◆ **PROBLEM STATEMENT**:
Please rewrite every line of the entries below in the part that opens with the line containing "Given the above photograph, you need to locate the power" and closes with the line containing "Given the above photograph, you need to locate the front grille", both lines and the requests included, and give only those lines. Multiply each bounding box coordinate by 0.95 and round it to a whole number, with halves rounding up.

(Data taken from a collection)
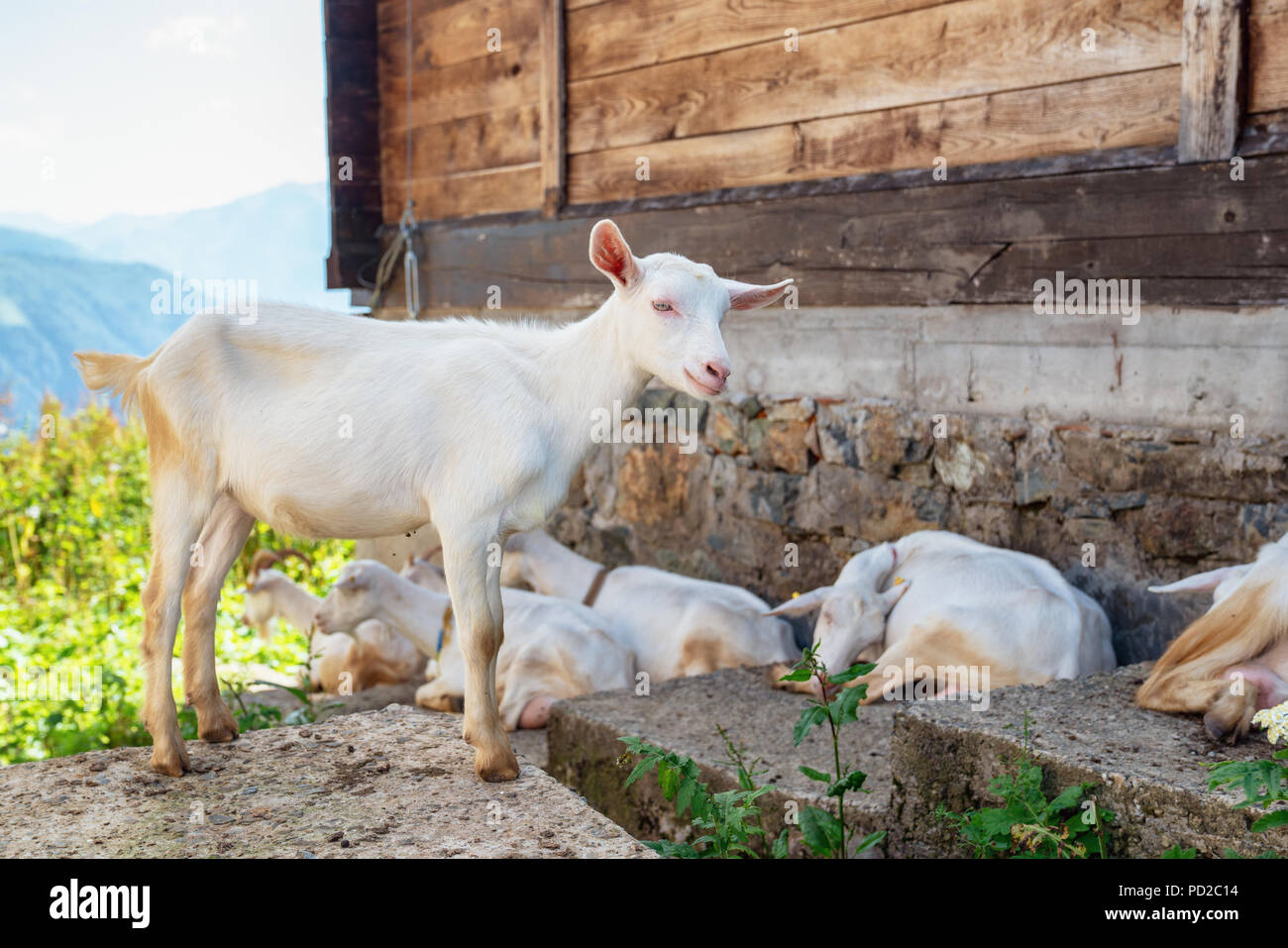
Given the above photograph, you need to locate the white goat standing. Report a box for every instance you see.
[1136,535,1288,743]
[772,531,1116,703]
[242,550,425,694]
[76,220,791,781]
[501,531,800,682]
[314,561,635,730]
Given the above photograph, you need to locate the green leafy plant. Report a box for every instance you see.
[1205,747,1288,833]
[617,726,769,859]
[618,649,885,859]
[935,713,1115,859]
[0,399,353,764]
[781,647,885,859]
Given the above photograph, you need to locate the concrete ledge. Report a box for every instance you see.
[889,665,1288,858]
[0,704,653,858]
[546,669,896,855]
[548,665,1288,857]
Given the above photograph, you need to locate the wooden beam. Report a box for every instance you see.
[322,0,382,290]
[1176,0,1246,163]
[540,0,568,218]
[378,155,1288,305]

==

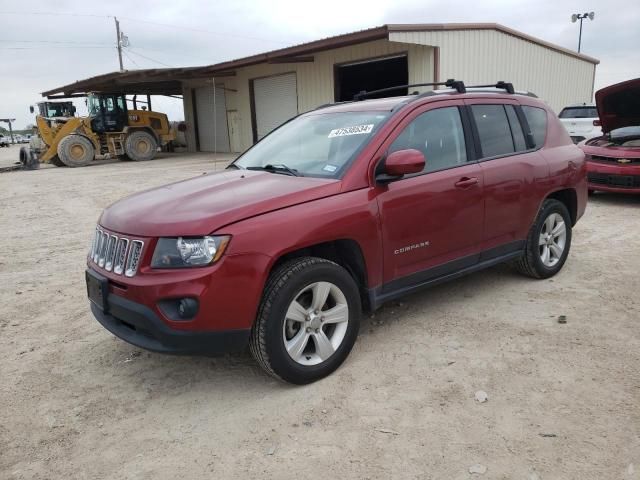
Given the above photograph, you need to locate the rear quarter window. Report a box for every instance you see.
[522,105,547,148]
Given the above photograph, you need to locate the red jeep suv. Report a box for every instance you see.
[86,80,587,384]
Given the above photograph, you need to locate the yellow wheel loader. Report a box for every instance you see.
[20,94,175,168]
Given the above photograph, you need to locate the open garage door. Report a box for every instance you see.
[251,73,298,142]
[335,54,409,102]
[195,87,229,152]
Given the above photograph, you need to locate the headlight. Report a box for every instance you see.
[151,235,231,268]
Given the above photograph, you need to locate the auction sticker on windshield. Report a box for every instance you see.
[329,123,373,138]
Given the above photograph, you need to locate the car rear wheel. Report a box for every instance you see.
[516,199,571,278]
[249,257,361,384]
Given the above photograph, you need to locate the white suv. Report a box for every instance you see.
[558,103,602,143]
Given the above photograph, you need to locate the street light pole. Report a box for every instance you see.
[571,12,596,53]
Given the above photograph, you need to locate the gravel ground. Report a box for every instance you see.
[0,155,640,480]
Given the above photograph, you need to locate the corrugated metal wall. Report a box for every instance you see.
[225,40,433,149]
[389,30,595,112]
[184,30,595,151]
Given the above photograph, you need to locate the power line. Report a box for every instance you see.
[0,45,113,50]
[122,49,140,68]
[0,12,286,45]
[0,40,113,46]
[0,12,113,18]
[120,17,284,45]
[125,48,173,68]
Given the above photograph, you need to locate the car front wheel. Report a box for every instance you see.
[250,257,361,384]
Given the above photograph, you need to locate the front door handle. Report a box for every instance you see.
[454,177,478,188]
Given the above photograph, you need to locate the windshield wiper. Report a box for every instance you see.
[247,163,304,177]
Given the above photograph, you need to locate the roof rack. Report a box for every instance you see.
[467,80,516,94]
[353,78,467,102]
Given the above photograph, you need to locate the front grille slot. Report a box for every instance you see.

◆ **EXPECTED ANSWER**:
Given the above photograph, you need to locate the power line. Report a box for every instance you see.
[0,43,107,48]
[116,47,133,65]
[0,11,272,43]
[0,38,107,44]
[0,11,107,17]
[114,16,270,43]
[119,46,164,65]
Given the above photograph, you need to locate the car front wheel. Report a box for every instance you see.
[238,244,343,365]
Given the above photograph, you need to locate the front door handle. Report a box for every instance you see.
[431,168,454,179]
Given the above photograph, you need to locate the windshield wiper. Report a box for every instance you see.
[235,155,289,168]
Given the above photograph, you need to locate the roof rack. Report a box for every instance you see.
[444,76,490,89]
[335,74,444,97]
Given the above photograph, you need to locate the front grille slot. Report a box for every instance you see.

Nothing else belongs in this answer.